Material for the task ▸
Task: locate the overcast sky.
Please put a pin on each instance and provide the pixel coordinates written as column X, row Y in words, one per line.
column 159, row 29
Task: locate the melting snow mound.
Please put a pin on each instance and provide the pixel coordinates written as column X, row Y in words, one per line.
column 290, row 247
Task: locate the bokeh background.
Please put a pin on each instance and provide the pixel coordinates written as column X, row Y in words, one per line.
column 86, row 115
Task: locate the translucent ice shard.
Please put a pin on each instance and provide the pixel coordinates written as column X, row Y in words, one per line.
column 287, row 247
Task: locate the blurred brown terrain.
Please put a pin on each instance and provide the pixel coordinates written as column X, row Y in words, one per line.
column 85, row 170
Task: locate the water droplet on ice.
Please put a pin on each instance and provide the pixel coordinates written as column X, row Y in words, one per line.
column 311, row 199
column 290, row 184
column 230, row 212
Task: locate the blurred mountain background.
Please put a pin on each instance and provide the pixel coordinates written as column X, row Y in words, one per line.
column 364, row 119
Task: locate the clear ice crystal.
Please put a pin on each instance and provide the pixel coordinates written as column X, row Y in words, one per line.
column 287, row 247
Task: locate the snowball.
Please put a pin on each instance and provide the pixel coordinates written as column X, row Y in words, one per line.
---
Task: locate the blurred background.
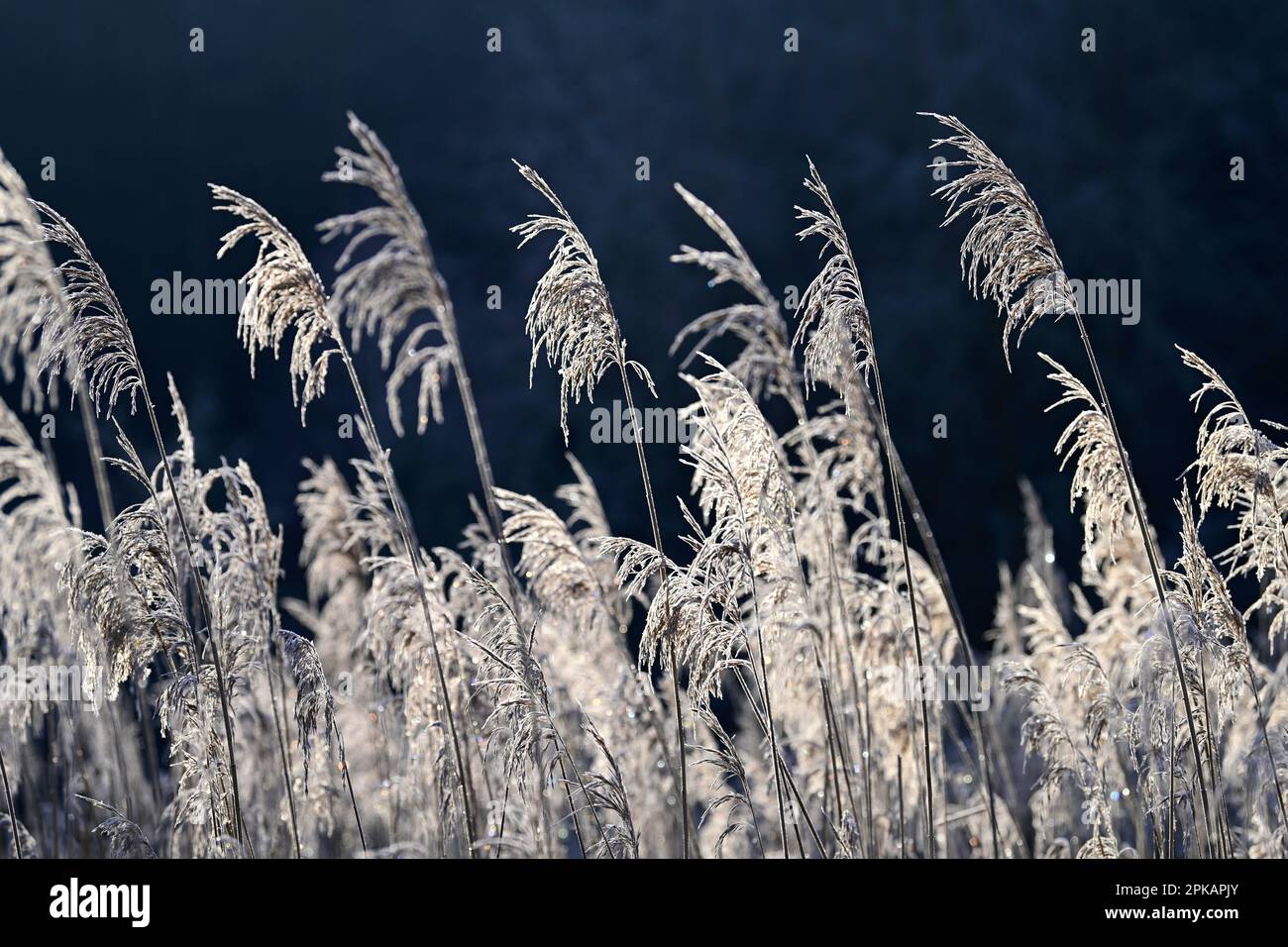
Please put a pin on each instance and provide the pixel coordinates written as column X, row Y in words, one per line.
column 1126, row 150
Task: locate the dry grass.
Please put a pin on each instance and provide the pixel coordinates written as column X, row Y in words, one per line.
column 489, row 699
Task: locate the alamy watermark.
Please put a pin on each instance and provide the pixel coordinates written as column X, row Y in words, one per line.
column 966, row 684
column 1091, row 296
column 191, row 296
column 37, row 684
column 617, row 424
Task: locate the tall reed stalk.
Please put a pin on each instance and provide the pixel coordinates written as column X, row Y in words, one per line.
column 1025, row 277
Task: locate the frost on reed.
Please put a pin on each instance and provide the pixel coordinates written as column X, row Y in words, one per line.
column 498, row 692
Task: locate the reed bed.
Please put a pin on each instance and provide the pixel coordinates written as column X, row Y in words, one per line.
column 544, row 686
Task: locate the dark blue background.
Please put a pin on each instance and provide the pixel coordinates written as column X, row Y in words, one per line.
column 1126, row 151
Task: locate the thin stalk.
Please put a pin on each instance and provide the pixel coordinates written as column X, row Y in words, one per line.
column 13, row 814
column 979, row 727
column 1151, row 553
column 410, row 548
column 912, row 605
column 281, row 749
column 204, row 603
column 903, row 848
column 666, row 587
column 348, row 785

Stated goal ▸
Please render the lines between the one holding "Task: locate the overcast sky." and the one holding "column 159, row 29", inclusive, as a JSON list of strings, one string per line, with blank lines left out.

Worked solution ▸
[
  "Task: locate the overcast sky.",
  "Please put a pin on each instance and provide the pixel coordinates written as column X, row Y in words, one per line.",
  "column 159, row 29"
]